> **작업 지시**: 아래 항목 가운데 "white"라는 단어가 들어 있는 줄을 모두 찾아 한 줄씩 옮겨 적으십시오. 대소문자는 구분합니다.

(데이터 파일 일부)
+ + +

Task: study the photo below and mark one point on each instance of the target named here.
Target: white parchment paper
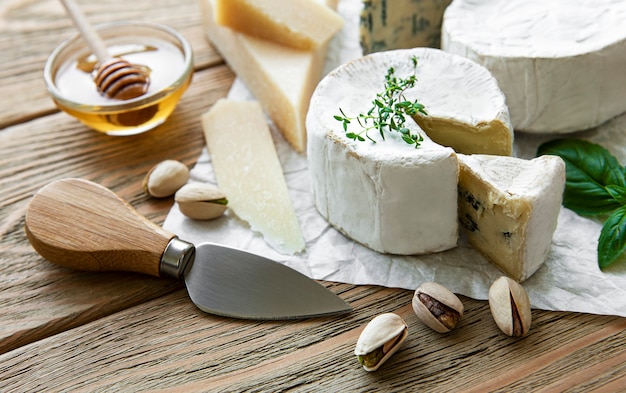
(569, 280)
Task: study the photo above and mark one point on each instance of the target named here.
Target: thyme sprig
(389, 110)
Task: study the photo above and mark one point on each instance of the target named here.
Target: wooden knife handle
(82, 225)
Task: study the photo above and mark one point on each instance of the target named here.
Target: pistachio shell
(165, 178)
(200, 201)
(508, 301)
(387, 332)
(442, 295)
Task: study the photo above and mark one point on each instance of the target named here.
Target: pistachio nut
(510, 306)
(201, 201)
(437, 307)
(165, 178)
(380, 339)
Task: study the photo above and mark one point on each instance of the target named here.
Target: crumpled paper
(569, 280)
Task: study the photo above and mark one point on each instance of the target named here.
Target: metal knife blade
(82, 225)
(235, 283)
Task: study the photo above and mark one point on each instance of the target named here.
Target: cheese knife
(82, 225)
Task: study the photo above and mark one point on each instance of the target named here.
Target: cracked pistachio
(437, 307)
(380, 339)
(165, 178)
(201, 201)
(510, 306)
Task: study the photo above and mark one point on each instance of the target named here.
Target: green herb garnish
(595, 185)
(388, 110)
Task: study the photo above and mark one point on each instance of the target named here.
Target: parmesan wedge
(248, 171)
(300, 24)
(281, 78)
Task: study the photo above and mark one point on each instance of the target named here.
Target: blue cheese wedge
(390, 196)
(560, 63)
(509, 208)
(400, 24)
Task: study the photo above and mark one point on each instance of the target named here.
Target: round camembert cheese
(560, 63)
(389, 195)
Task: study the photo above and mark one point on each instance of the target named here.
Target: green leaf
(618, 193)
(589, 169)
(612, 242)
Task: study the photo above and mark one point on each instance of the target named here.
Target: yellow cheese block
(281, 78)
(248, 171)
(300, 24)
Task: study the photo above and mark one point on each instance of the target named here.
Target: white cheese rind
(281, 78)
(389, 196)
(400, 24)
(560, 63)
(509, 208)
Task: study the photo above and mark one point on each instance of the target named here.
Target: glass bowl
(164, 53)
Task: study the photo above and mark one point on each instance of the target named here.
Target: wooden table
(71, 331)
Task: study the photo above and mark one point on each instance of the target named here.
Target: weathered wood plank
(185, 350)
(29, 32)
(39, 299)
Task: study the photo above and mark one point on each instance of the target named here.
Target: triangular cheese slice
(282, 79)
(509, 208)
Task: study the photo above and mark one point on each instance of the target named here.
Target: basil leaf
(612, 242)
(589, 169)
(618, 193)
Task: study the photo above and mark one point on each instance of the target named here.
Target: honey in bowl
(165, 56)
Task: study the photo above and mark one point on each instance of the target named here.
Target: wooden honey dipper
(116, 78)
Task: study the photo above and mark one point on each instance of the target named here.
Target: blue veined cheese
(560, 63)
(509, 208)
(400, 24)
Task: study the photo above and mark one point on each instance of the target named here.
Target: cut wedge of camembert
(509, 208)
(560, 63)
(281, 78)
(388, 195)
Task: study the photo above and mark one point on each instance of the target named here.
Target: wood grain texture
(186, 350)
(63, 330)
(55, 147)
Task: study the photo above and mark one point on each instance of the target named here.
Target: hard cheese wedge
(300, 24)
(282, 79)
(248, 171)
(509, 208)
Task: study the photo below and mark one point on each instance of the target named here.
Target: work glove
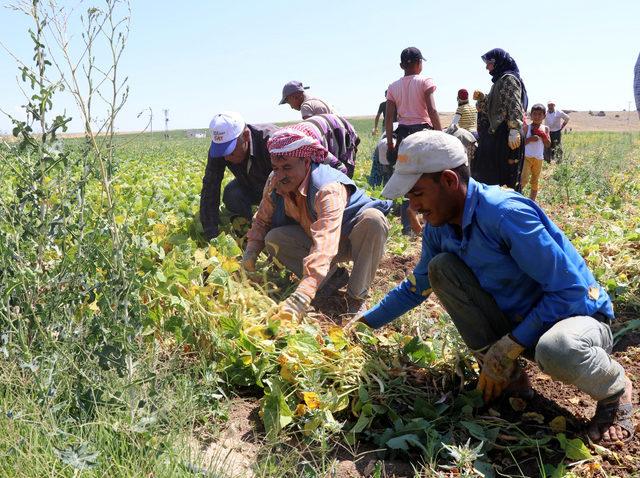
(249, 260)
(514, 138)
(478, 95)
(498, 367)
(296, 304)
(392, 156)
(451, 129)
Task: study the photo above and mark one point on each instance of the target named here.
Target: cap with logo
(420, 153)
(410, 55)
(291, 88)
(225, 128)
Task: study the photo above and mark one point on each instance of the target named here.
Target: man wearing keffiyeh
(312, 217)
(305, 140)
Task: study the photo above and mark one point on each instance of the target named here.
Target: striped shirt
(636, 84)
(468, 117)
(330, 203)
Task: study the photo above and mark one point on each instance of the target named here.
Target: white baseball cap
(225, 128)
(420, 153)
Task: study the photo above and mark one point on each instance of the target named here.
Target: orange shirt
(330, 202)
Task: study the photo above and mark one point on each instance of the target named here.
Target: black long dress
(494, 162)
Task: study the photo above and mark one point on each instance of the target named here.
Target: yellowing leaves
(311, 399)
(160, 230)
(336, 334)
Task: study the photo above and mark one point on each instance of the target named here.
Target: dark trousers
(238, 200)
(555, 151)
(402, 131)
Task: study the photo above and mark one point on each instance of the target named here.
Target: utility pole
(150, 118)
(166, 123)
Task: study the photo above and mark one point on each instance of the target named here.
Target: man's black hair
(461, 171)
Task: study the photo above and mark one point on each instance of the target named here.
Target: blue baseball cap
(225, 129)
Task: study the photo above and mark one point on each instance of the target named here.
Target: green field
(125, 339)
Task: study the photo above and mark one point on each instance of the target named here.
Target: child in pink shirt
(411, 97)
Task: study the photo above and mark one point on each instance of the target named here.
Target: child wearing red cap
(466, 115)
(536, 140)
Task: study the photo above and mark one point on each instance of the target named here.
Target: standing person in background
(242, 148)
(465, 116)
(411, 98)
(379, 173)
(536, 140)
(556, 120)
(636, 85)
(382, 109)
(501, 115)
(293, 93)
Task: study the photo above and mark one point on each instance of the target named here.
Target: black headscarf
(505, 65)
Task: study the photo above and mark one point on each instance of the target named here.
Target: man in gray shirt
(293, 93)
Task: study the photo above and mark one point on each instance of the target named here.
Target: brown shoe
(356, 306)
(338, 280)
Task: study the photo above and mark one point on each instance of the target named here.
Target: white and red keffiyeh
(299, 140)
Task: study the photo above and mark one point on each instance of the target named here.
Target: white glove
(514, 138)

+ + +

> **과제 해답**:
Target: white parchment paper
Target: white cheese rind
Target: white baseball cap
Target: white and red keffiyeh
Target: white glove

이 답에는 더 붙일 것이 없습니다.